The Environmental Protection Agency wanted another six years to update its lead-based paint rules. On Wednesday, a federal appeals court was like: Nah. The court gave the agency just 90 days to propose a rule and just a year to finalize it.
This court order, from the Ninth Circuit Court of Appeals, comes nearly 10 years after a community-led petition asked the EPA to update these standards. Groups including New Jersey Citizen Action and California Communities Against Toxics requested back in 2009 that the federal agency update the rules because they haven’t been changed at all since 2001.
Since then, more research on the metal’s dangerous health impacts has come out. The current standards for lead in paint allow nearly 10 times more lead than what the Consumer Product Safety Commission recommends. The EPA’s Clean Air Scientific Advisory Committee also found these rules “insufficiently protective of children’s health” in 2007.
Lead’s impacts on children are unnerving AF: The Centers for Disease Control and Prevention deem no blood lead levels safe for children. Blood lead levels lower than 10 micrograms per deciliter have been associated with delayed puberty and decreased cognitive performance among children. Even at levels lower than 5 micrograms per deciliter, researchers have observed lower IQ scores and an increase in behavioral problems, according to the National Institute of Environmental Health Sciences.
Lead-based paint was banned in 1978, but the product still exists in homes—especially those built before then. In 2011, the Department of Housing and Urban Development estimated 37.1 million homes have lead-based paint somewhere in them. Low-income households were more likely to contain this toxic paint.
====
## Work instructions
Could you carry on the article about the court order on the EPA's lead paint rules, picking up after its last sentence?

## Supplied material
====
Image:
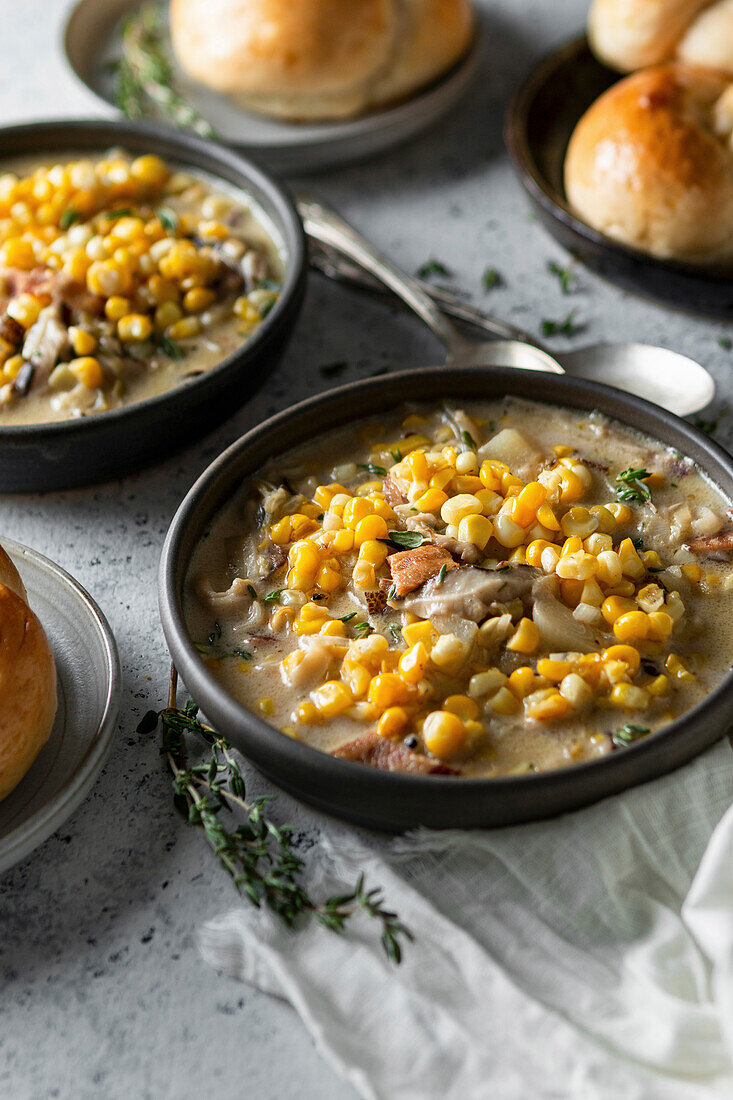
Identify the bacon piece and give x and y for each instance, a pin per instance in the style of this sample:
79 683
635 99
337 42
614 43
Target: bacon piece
392 494
412 568
713 546
391 756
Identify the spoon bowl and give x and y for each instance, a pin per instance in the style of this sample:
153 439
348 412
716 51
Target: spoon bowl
660 375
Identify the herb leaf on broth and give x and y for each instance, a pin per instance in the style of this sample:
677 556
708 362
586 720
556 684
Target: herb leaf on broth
632 485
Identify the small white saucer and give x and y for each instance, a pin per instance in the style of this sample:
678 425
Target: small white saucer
88 703
91 43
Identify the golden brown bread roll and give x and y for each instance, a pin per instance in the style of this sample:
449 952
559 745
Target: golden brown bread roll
651 163
318 58
631 34
28 681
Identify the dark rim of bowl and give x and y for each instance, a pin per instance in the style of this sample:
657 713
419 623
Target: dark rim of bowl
189 661
545 194
190 151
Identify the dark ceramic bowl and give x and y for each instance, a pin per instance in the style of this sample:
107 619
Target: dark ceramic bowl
539 123
97 448
386 800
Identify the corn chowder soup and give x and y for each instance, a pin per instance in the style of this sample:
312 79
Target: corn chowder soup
495 590
120 277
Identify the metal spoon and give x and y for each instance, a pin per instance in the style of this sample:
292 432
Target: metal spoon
658 374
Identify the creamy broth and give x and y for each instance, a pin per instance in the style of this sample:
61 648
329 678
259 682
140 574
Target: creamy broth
120 278
548 589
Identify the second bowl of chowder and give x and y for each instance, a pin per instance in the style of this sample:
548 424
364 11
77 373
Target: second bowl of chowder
472 593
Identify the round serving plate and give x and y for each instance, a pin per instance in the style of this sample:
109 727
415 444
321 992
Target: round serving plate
387 800
88 683
67 453
539 123
93 44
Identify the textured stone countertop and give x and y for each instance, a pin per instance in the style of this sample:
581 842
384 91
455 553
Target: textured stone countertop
102 992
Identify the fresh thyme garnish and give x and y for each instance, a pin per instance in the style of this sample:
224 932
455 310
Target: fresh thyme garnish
330 370
144 78
433 267
170 348
68 218
565 275
632 487
566 327
167 218
259 855
404 540
627 734
273 596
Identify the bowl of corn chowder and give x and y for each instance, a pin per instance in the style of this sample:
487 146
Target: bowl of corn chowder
148 283
469 609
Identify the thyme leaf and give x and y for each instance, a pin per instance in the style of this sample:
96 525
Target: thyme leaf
632 487
259 855
627 734
404 540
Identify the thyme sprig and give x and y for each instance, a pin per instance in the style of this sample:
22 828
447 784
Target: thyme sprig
259 855
144 76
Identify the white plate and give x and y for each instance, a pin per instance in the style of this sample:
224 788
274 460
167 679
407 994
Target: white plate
88 702
91 42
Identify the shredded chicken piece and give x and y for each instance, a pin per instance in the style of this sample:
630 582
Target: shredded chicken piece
390 756
719 547
413 568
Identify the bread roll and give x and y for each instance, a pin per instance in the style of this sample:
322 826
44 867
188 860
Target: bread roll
28 681
632 34
318 58
651 164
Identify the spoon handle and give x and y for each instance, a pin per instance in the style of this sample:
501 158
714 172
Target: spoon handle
325 226
331 263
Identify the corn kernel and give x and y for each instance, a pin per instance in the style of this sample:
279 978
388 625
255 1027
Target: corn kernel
387 690
461 705
615 606
626 653
134 328
633 626
522 681
476 529
525 638
444 733
551 705
88 371
414 662
392 722
630 697
331 699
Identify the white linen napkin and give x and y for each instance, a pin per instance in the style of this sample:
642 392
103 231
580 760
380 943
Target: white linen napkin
584 958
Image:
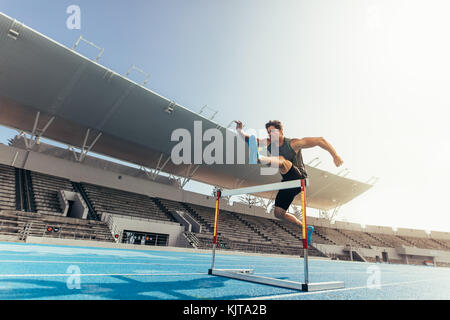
====
## Output
The court order is seeking for the EPA to lower the acceptable lead standards so that less is legally permitted in children’s homes. That way, if a home is found to have lead paint that doesn’t meet the agency’s standards, something can be done. A renter can hold a property owner accountable, or the EPA can fine companies that don’t watch out for their employees. Either way, people’s health is better protected.
The water crisis in Flint, MI, painted a grim reality many communities of color face. Lead doesn’t just hide in a city’s water supply, though. It hides in plain sight on people’s walls.
The EPA declined to tell The New York Times whether it’d follow this order with an appeal or try to take it to the Supreme Court. The court, however, was willing to take literally a “drastic remedy” by granting a “writ of mandumus,” per the order, which is to be used only in “extraordinary situations” that require immediate action when there are no other options left and the government is failing to meet its duty.
With 17 years of inaction, the latter is all too true.